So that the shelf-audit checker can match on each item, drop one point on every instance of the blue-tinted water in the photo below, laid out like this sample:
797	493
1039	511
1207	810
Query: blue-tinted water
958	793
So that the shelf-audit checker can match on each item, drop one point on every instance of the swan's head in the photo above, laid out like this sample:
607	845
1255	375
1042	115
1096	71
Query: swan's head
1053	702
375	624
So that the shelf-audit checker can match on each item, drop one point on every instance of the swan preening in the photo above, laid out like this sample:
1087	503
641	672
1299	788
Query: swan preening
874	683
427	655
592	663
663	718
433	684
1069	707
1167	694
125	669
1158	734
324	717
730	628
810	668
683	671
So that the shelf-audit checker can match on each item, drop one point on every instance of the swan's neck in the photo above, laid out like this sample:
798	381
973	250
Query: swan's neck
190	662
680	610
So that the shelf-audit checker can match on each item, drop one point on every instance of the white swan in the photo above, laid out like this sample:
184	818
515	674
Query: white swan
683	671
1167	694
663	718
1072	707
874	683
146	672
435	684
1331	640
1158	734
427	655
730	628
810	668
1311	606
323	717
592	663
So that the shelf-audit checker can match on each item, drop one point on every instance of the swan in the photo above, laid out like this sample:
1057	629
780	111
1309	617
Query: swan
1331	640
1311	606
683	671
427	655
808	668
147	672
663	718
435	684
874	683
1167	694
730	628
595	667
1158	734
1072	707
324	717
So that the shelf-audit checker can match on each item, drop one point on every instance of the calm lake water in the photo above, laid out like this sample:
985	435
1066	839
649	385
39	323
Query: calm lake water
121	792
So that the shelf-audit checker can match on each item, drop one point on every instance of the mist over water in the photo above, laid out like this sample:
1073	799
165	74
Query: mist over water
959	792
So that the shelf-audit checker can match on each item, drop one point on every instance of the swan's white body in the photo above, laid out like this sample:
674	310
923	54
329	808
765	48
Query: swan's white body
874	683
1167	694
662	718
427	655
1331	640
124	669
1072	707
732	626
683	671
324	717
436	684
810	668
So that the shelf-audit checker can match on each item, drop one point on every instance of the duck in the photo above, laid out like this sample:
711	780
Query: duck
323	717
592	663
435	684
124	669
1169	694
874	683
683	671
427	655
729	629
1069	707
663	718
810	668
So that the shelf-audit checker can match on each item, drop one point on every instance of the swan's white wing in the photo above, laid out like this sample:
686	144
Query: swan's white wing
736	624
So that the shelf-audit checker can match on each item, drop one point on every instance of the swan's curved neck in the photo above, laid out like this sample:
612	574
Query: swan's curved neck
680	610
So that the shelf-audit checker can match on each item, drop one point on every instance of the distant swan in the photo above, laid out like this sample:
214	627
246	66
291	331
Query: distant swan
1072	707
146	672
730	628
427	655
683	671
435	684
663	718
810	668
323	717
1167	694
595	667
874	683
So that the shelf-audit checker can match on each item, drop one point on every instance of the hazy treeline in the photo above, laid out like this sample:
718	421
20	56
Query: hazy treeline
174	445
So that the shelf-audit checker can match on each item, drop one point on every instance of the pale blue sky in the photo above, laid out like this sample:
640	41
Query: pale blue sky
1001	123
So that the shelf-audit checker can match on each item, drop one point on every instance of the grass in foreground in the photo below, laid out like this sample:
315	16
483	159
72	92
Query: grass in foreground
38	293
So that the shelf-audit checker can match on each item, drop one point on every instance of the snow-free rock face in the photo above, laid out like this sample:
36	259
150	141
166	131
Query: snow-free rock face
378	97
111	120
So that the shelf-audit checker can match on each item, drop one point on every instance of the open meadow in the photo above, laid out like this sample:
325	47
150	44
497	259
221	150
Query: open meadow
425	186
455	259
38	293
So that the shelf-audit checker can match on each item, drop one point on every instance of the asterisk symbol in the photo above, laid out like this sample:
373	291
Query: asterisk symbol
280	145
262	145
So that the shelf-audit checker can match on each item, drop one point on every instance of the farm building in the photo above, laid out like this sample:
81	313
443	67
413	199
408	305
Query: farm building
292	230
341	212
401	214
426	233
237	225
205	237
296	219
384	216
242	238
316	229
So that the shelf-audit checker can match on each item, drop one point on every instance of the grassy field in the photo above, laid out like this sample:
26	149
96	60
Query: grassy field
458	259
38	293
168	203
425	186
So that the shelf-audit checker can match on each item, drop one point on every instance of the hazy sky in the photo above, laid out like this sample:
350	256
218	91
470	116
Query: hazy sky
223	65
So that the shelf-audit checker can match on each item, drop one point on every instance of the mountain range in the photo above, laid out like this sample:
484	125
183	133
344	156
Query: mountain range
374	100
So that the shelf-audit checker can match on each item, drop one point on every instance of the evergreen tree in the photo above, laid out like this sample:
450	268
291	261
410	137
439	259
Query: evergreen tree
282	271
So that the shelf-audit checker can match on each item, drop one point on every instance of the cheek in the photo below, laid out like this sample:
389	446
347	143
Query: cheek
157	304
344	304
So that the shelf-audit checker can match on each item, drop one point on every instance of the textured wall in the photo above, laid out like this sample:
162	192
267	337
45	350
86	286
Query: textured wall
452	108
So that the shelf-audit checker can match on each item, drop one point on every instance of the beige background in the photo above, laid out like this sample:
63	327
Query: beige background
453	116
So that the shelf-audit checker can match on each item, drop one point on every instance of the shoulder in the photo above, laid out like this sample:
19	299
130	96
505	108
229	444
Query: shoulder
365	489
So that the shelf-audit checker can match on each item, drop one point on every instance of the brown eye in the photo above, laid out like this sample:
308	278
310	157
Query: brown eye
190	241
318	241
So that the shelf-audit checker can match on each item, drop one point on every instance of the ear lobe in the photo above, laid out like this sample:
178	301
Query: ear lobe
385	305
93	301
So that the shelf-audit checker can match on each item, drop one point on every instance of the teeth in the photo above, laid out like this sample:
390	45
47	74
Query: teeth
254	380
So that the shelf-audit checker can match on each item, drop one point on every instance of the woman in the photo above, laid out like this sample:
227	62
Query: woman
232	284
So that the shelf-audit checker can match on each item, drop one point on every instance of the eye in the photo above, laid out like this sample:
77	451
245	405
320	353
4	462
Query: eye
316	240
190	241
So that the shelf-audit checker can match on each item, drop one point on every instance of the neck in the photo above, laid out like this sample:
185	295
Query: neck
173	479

• _AIM OF THE EXERCISE_
Copy every one of the records above verbatim, line by line, without changing a single character.

• _EXERCISE OUTPUT_
So that the shelf-audit checker can match on each item, drop one point on every instance of the blue-tinted water in the photo below, laid out like this sample:
797	493
1039	511
1207	810
Query: blue-tinted water
958	793
So that the shelf-audit checker can match on each item, drop one point on every instance of the swan's head in the photo above, laid out like this sample:
607	845
1255	375
1042	115
1096	71
Query: swan's head
1053	702
375	624
So that the shelf-audit checker can match on each item, drop one point on every instance of the swan preening in the photo above, laid out like this sample:
1087	503
641	672
1299	788
Query: swan preening
874	683
427	655
592	663
663	718
433	684
1069	707
1167	694
125	669
1158	734
324	717
730	628
810	668
683	671
So that the shelf-audit checker can match on each item, drop one point on every instance of the swan's neck in the photo above, laid out like this sample:
798	381
973	250
Query: swan's neck
190	662
680	610
So that the shelf-audit checker can match on each item, drop one point on every instance of the white swan in the photo above, laid out like this sample:
184	818
515	674
Query: white swan
683	671
1167	694
663	718
1072	707
874	683
146	672
435	684
1331	640
1158	734
427	655
730	628
810	668
1311	606
323	717
592	663
So that the shelf-audit checker can match on each item, drop one point on every instance of the swan in the photo above, laid out like this sample:
1057	629
780	111
1309	617
Query: swan
1331	640
1311	606
683	671
427	655
808	668
147	672
663	718
435	684
874	683
1167	694
730	628
595	667
1158	734
1072	707
324	717
So that the shelf-audit checker can match on each item, drop one point on every instance of the calm lake water in the photo above, laid out like this sample:
985	435
1066	839
649	385
39	323
Query: calm lake water
121	792
So that the shelf-audit checker can match on each item, drop one point on every instance of the mist over water in the photo above, laid out like this sample:
1073	799
165	74
Query: mist over water
959	792
So that the shelf-audit checker can match on each item, drop one point on every instance of the swan's white body in the photo above, laid out like this sample:
674	310
923	54
329	808
765	48
Query: swan's white body
874	683
1167	694
662	718
427	655
1331	640
124	669
1072	707
732	626
683	671
324	717
436	684
810	668
So that the shelf-audit checker can match on each item, drop one point on every instance of the duck in the photo above, laid out like this sample:
711	780
Query: duck
323	717
592	663
435	684
124	669
1169	694
874	683
683	671
427	655
729	629
1069	707
663	718
810	668
So that the shelf-audit checker can match on each item, drop one point on every instance of the swan's white wing in the photo above, laid out like this sample:
686	144
Query: swan's white wing
736	624
So that the shelf-audit checker can match on each item, drop one point on every instance of the swan's curved neck in the photo above, laid out like this sample:
612	574
Query: swan's curved neck
680	610
So that the shelf-audit checker can match on each item, drop one point on every instance of the distant swan in the photo above, laid out like this sample:
214	627
246	66
291	331
Query: distant swan
1072	707
146	672
730	628
427	655
683	671
435	684
663	718
810	668
323	717
1167	694
595	667
874	683
So that the shelf-audit checker can match on each item, drop one point on every instance of the hazy treeline in the photo above, laid out like this sample:
718	421
20	56
Query: hazy treeline
174	445
So that the shelf-audit checker can match on each item, drop one point on every instance of the pale blue sky in the photo above, laid out like this sample:
640	41
Query: pale blue sky
1001	123
So that the shelf-audit checker can match on each item, drop one point on every instance of the grass in foreground in the photo below, laid out like this sample:
315	16
483	159
72	92
Query: grass in foreground
38	293
So that the shelf-audit checker can match on each item, drop one point on every instance of the snow-free rock face in the photo above, laid out like this sample:
36	259
150	141
166	131
Query: snow-free rock face
378	97
111	120
So that the shelf-audit checker can match on each item, drop one point on every instance of the open meadow in the photo above, laid out like this sample:
325	47
150	44
497	259
221	150
Query: open meadow
425	186
455	259
38	293
So that the shelf-audit checker can match on each item, drop one point on every instance of the asterisk symbol in the photo above, laid out like this sample:
373	291
Query: asterisk symbol
280	145
262	145
So that the shelf-audit checker can match on each item, drop one point on every instance of the farm building in the photo above, laid out like this sample:
81	313
443	67
413	199
408	305
Query: farm building
292	230
341	212
401	214
426	233
237	225
205	237
296	219
384	216
242	238
316	229
So that the shelf-audit checker can match on each item, drop one point on every instance of the grassy field in the photo above, laid out like this sample:
26	149
96	60
Query: grassy field
458	259
38	293
168	203
425	186
So that the shelf-audit checker can match on each item, drop one point on every instance of the hazy sky in the photo above, laid out like this sample:
350	256
218	91
470	116
Query: hazy sky
223	65
So that the shelf-audit checker can match on each item, drop one point on every instance of the mountain range in the photo above, laid out like this sample:
484	125
183	133
344	156
Query: mountain range
374	100
So that the shelf-audit checker can match on each item, drop one point on every instance of the evergreen tree in the photo above, laid out like this sample:
450	268
291	261
410	137
439	259
Query: evergreen tree
282	271
So that the shelf-audit checker can match on each item, drop one point on every instance of the cheek in the photo below, laid out like this sample:
389	446
347	143
Query: cheek
157	304
344	304
So that the shelf-audit checker can match on each item, drop one point on every instance of the textured wall in the photo above, laid out like this sample:
162	192
267	337
45	350
86	286
Query: textured wall
452	108
So that the shelf-audit checker can match on each item, drop one point on every instance of the beige background in the photo above, laid out like this sample:
63	327
Query: beige background
453	116
So that the shelf-audit checker can match on each item, drop one point on every instance of the shoulder in the photo above, laid out like this sample:
19	299
130	96
505	108
229	444
Query: shoulder
365	489
So that the shelf-audit checker can match on each item, drop one point on every instance of the brown eye in the photo above, laid out like this sample:
308	278
310	157
Query: brown eye
190	241
318	241
So that the shelf-audit checker can match on each item, drop one point on every instance of the ear lobe in the photo above, laid out like this sample:
178	301
Query: ear lobe
385	305
93	301
So that the shelf-audit checker can match on each item, drop one point on every instance of the teeth in the photo above, laid out like this sample:
390	45
47	74
Query: teeth
254	380
So that the shelf-audit checker can match on each item, drop one point on every instance of the woman in the photo above, laid out like this sample:
227	62
Query: woman
232	284
So that the shelf-audit checker can match on each item, drop one point on every instance of the eye in the photo above, laid out like this sample:
77	451
245	405
320	353
4	462
Query: eye
316	240
190	241
So that the shelf-audit checker can match on each item, drop one point on every instance of the neck in the photo above, laid out like this sample:
185	295
Query: neck
173	479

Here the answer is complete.